Por favor, cambia "dark car" por "black car" y reescribe sin ningún otro cambio el tramo que va desde la línea que contiene "point_to(query) identifies every instance of the shadow" hasta la que contiene "x=444, y=379", ambas incluidas. Entrega solo ese tramo.

----------

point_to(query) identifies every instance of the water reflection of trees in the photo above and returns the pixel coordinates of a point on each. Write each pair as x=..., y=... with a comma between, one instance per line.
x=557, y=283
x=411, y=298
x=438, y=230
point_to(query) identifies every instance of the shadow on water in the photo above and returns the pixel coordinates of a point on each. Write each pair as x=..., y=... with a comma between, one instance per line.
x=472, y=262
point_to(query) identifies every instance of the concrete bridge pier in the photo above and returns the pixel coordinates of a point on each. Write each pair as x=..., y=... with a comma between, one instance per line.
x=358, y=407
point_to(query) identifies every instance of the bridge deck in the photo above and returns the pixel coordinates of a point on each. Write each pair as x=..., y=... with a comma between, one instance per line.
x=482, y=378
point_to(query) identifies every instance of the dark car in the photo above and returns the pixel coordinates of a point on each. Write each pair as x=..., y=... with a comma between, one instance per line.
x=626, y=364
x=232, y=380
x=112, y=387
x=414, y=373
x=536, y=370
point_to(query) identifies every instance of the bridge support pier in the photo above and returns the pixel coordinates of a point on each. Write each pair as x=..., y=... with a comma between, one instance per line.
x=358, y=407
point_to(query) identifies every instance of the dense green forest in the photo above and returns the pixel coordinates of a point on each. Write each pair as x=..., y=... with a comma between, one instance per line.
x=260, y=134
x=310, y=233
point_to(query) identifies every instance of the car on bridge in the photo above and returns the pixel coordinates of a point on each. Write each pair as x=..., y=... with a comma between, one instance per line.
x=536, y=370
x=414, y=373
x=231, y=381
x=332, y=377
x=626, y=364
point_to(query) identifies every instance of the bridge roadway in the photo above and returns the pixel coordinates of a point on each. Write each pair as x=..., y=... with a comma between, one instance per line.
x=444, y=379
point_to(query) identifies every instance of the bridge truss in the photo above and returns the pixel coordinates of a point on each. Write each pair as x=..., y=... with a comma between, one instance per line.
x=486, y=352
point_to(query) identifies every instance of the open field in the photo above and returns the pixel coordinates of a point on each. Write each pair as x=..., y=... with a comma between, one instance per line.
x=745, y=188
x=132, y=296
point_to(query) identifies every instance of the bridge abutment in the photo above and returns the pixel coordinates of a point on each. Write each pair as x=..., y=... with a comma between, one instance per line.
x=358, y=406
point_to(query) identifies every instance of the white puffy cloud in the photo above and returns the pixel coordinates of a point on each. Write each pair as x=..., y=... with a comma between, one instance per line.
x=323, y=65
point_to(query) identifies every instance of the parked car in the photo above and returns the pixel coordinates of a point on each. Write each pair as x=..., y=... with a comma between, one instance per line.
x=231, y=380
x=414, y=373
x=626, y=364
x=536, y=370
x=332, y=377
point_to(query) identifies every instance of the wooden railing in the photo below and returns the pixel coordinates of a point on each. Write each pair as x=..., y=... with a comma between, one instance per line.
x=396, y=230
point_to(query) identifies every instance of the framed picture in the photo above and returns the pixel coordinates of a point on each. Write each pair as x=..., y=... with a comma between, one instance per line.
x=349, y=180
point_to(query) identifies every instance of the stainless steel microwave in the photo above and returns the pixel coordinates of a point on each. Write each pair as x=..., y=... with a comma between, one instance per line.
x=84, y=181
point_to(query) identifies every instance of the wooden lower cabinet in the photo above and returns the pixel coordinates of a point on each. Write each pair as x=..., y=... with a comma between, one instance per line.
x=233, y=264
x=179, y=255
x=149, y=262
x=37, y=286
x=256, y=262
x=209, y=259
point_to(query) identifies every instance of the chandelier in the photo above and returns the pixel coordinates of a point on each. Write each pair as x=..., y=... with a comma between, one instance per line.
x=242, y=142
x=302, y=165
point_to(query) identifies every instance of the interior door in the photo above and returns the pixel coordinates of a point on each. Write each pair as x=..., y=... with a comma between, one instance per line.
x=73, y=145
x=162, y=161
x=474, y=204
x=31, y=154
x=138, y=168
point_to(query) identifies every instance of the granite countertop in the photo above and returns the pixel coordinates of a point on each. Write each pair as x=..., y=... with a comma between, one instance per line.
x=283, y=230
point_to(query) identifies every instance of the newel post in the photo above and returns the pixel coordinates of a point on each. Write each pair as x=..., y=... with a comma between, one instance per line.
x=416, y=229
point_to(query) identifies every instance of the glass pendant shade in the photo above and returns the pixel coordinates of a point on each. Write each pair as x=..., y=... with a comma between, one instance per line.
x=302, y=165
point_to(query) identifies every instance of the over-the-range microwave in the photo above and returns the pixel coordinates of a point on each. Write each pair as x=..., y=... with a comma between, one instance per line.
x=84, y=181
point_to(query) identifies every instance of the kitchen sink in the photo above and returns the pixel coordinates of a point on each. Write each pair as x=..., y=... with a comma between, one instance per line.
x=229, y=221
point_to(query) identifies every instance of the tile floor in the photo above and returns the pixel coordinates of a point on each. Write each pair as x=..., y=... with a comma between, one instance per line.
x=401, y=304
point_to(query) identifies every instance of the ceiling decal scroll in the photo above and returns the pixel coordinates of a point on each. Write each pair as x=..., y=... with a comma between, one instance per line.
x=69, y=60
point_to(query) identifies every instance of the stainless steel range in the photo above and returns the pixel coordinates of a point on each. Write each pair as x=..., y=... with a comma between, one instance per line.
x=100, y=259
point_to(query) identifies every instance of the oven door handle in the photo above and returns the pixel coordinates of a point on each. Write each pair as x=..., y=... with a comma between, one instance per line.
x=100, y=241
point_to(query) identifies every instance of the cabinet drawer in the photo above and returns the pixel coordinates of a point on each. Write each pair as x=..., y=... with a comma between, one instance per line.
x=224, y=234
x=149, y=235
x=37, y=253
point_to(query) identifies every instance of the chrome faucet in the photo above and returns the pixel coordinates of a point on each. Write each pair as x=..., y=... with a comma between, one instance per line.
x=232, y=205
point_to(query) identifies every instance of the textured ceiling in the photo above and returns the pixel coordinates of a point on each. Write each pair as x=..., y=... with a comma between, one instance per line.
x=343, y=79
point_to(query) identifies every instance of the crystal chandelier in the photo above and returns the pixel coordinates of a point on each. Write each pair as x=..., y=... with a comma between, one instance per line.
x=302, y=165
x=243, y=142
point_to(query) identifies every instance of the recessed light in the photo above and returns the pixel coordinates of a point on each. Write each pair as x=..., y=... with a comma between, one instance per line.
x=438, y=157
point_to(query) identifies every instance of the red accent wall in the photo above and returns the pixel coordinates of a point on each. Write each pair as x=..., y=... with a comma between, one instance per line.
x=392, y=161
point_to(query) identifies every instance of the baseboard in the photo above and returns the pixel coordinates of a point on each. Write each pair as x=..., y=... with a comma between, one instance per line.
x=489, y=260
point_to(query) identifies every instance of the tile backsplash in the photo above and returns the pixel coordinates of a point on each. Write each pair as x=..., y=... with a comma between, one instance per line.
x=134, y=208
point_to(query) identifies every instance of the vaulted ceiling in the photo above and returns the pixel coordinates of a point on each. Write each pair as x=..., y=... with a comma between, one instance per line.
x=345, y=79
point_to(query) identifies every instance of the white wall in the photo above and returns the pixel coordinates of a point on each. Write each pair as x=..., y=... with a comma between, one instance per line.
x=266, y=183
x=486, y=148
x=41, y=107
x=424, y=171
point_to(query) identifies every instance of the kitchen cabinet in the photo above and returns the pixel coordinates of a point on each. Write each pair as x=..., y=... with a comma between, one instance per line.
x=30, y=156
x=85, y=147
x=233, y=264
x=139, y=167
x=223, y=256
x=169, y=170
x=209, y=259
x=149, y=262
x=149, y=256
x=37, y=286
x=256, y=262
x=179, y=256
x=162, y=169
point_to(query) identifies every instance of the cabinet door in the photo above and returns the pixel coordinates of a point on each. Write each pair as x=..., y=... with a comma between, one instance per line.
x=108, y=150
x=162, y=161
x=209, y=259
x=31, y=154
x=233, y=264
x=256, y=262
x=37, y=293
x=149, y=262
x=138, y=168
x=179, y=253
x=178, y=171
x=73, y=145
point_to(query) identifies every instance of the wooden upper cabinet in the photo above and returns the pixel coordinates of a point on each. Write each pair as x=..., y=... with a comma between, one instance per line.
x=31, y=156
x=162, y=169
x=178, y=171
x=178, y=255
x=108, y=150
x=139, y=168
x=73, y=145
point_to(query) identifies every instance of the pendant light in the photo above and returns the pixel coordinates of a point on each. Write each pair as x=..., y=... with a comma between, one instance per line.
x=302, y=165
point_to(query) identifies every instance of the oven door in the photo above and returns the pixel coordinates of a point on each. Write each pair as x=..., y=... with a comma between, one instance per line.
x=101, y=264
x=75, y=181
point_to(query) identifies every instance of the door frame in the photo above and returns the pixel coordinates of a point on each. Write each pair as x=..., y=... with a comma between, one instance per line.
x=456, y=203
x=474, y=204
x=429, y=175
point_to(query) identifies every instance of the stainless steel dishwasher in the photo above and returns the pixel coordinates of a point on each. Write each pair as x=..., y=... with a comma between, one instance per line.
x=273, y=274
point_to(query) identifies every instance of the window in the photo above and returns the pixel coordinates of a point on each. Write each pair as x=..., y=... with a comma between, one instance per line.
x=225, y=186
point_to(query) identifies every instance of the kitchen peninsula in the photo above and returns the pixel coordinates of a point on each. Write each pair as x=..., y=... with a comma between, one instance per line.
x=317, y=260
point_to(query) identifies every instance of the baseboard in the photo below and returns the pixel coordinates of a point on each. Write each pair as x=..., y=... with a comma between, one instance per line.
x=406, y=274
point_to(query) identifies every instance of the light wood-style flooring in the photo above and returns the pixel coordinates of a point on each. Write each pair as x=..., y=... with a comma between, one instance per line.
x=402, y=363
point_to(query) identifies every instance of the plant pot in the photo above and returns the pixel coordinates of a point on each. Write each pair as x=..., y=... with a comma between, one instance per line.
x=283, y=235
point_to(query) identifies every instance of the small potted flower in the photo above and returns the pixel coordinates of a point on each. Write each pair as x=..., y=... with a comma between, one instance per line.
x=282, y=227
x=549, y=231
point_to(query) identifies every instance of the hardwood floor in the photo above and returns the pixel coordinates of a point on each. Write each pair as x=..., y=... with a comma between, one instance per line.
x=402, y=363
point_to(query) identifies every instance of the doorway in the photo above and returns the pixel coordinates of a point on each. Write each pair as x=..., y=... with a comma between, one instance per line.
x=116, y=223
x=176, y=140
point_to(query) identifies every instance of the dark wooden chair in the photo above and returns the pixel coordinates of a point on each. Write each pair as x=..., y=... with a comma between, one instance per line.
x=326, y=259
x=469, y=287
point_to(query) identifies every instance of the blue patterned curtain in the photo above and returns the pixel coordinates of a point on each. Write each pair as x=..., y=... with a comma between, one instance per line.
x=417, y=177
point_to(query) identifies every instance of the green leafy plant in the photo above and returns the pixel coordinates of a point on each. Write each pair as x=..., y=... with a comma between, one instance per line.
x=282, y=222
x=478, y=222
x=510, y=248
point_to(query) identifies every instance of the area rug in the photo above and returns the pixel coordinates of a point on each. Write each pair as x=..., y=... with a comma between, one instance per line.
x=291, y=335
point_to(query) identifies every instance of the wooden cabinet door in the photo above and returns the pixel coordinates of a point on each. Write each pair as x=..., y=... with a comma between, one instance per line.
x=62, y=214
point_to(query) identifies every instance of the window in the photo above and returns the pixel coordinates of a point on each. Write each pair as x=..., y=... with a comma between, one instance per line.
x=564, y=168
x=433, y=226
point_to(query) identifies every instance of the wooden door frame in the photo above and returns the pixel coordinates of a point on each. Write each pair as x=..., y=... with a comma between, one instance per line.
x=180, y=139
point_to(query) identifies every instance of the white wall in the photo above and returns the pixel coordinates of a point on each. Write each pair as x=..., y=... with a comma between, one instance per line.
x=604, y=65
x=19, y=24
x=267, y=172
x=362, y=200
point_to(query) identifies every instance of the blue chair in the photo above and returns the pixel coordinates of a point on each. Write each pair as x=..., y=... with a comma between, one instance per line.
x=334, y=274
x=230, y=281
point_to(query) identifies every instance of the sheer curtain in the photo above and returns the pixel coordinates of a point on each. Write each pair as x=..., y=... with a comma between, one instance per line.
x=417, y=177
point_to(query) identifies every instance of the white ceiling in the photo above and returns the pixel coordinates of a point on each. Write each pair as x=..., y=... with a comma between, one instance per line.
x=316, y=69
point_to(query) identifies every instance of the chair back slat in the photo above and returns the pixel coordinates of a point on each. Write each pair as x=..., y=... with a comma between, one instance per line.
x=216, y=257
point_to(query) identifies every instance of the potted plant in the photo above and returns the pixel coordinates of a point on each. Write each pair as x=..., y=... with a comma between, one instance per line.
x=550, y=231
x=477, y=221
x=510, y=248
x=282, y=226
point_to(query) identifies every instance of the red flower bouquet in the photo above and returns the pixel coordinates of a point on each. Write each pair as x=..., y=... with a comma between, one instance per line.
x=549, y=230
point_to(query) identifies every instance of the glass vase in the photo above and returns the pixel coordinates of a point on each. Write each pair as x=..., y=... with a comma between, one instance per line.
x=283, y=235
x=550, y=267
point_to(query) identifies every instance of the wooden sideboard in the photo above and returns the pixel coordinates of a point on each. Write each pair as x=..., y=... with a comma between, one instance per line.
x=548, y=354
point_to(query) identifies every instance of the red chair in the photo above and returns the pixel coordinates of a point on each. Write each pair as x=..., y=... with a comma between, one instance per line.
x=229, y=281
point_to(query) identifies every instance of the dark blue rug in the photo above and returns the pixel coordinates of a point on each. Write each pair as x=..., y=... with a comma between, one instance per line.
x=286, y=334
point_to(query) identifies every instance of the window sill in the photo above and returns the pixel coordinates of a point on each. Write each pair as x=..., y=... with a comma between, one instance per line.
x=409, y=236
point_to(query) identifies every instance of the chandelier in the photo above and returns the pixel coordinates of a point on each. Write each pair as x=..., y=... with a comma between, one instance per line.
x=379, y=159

----------

Resultado ::
point_to(query) identifies every instance of the shadow on water in the photo above and returns the pixel coordinates of a point on each. Write each pair as x=..., y=... with a comma between, one instance per line.
x=472, y=262
point_to(query) identifies every instance of the concrete bridge pier in the photo above and returns the pixel coordinates of a point on each. Write each pair as x=..., y=... with a comma between, one instance per line.
x=358, y=407
point_to(query) identifies every instance of the bridge deck in the photo above and returns the pixel coordinates of a point on each. Write each pair as x=..., y=... with a comma between, one instance per line.
x=482, y=378
point_to(query) identifies every instance of the black car in the photo above and returns the pixel coordinates of a point on each. Write each pair as x=..., y=... with a comma between, one instance per line.
x=626, y=364
x=232, y=380
x=112, y=387
x=414, y=373
x=536, y=370
point_to(query) identifies every instance of the bridge support pier in the photo above and returns the pixel coordinates of a point on each. Write each pair as x=..., y=... with a comma between, one instance per line.
x=358, y=407
point_to(query) identifies every instance of the dense green forest in the photo above and returns the pixel coordinates of a point on each. Write each pair as x=..., y=... with a comma between, one instance per line.
x=260, y=134
x=310, y=233
point_to(query) identifies every instance of the car on bridge in the photo above and returns the pixel coordinates of a point on each. Write each pair as x=..., y=... with a comma between, one instance per line.
x=536, y=370
x=414, y=373
x=231, y=381
x=332, y=377
x=626, y=364
point_to(query) identifies every instance of the bridge roadway in the photo above and returns the pixel coordinates of a point on each. Write each pair as x=..., y=... with a comma between, one instance per line.
x=444, y=379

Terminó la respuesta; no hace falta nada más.